▶ EXTRAIT DU TEXTE:

-------

LE DOCUMENT INTERNE DU GROUPE AL-JIHAD D'ÉGYPTE, CONTENANT LES ATTENDUS THÉOLOGIQUES/CORANIQUES DE LA CONDAMNATION À MORT D'ANOUAR EL-SADATE: L'OBLIGATION OCCULTÉE

(AL-FARIDAH AL-GHA'IBAH)

Il s'agit d'une brochure d'une cinquantaine de pages, tirée clandestinement à 500 exemplaires, et considérée par son auteur comme un outil de réflexion à l'intention des militants d'Al-Jihad et des milieux fondamentalistes sympathisants.

Plusieurs raisons font de ce texte un document passionnant :

· le 14 décembre 1981, un quotidien de l'opposition de gauche Égyptienne "Al-Ahrar" publie in extenso "L'obligation occultée". A ce moment-là, son auteur Mohamed Abdessalam Faraj2, d'autres incarcérés du "Jihad" auraient pu, par l'intermédiaire de leurs avocats, se dissocier de ce texte ; prétendre qu'il s'agissait d'un faux ; qu'il ne représentait pas leurs idées : ils ne l'ont pas tait, et cela constitue une preuve de l'authenticité de "l'obligation occultée".

· Le grand Mufti d'Égypte, Ali Jadd El-Haq a écrit une longue réfutation à ce texte, parue dans "Al-Ahram" au début de décembre 1981.

· Il s'agit d'un document interne : il vise à convaincre des islamistes sincères de la nécessité d'entrer dans la voie du Jihad ; à y répondre à leurs vraies interrogations. Du fait de sa nature clandestine, "L'obligation occultée" n'a pas à masquer ses idées, ni à s'exprimer en termes codés pour contourner la censure : ce texte est un extraordinaire coup de projecteur sur le paysage mental et intellectuel des militants sunnites fondamentalistes.

"L'obligation occultée" ne se compose pas de chapitres, mais d'une succession de 143 paragraphes -de versets- de longueurs diverses, ordonnés par thème. Voici, dans l'ordre du texte, les idées - force développées dans la brochure :

1 - Le devoir de Jihad - la guerre contre les incroyants - est tombé en désuétude ; il a été oublié, négligé et constitue cependant pour le musulman sincère une obligation, au même titre que les autres obligations de la religion musulmane : prière, profession de foi, aumône, pèlerinage, etc. mais occultée. (développement, justifications coraniques et historiques, etc.)
2 - Il est important et urgent d'établir un État Islamique et de restaurer le Califat.
(développement ... )

-------

▶ LISTE DES TÂCHES:
- A) Indiquez si chacune des affirmations suivantes concorde avec le texte sur « L'obligation occultée » : (i) la brochure a été tirée à 500 exemplaires ; (ii) la réfutation du grand Mufti a paru dans « Al-Ahrar » ; (iii) la brochure est divisée en chapitres. Pour chacune, répondez par oui ou par non et citez les mots décisifs du texte.
- B) D'après le texte sur « L'obligation occultée », à quelle date le quotidien « Al-Ahrar » a-t-il publié la brochure in extenso ?
- C) Prolongez le texte sur « L'obligation occultée » à partir de la dernière ligne affichée.

-------

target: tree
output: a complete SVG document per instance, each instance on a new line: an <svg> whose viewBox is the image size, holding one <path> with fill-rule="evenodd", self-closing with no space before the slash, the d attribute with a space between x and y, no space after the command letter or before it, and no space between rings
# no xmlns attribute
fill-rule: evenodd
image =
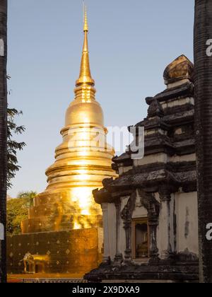
<svg viewBox="0 0 212 297"><path fill-rule="evenodd" d="M18 194L17 198L7 202L7 234L15 235L21 233L20 223L28 217L28 209L32 206L36 192L25 192Z"/></svg>
<svg viewBox="0 0 212 297"><path fill-rule="evenodd" d="M22 112L18 112L16 109L8 108L7 110L8 189L11 187L11 180L15 177L16 173L20 169L20 166L18 165L17 151L21 151L25 146L25 142L17 142L13 138L14 134L20 134L25 131L23 126L17 126L14 122L15 117L19 115L22 115Z"/></svg>
<svg viewBox="0 0 212 297"><path fill-rule="evenodd" d="M212 283L212 0L195 1L194 97L200 281Z"/></svg>
<svg viewBox="0 0 212 297"><path fill-rule="evenodd" d="M28 192L20 192L17 198L25 199L28 200L28 207L32 207L33 206L33 201L35 196L37 196L37 192L28 191Z"/></svg>
<svg viewBox="0 0 212 297"><path fill-rule="evenodd" d="M6 282L6 176L7 176L7 0L0 0L0 282Z"/></svg>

-------

▶ RÉPONSES:
- A)
(i) Oui : « tirée clandestinement à 500 exemplaires ».
(ii) Non : « parue dans "Al-Ahram" au début de décembre 1981 ».
(iii) Non : « ne se compose pas de chapitres, mais d'une succession de 143 paragraphes ».

- B) Le 14 décembre 1981.

- C)
3 - Mais beaucoup de Musulmans sincères désespèrent, et ne croient plus à la possibilité de réaliser ces nobles buts.
(développement... )

4 - Plus grave encore, les Musulmans en général ne croient plus que l'établissement d'un État musulman soit pour eux un devoir impératif.
(développement ...)

5 - Vivons-nous aujourd'hui dans un État Islamique ? (Non).
(développement... )

6 - Le dirigeant d'un État non islamique ne peut être considéré comme un musulman, même si ses sujets le sont. (Il n'est qu'un apostat, qu'un collaborateur des croisés (chrétiens) des communistes ou des sionistes).
(développement... )

7 - Suit une liste de 17 objections à ce qui a été avancé ci-dessus, pour vérifier la solidité doctrinale de ces affirmations (elles se présentent en général comme des paragraphes débutant par disent que ...")

· Ne suffit-il pas [pour être un bon musulman] d'adhérer à une société charitable ?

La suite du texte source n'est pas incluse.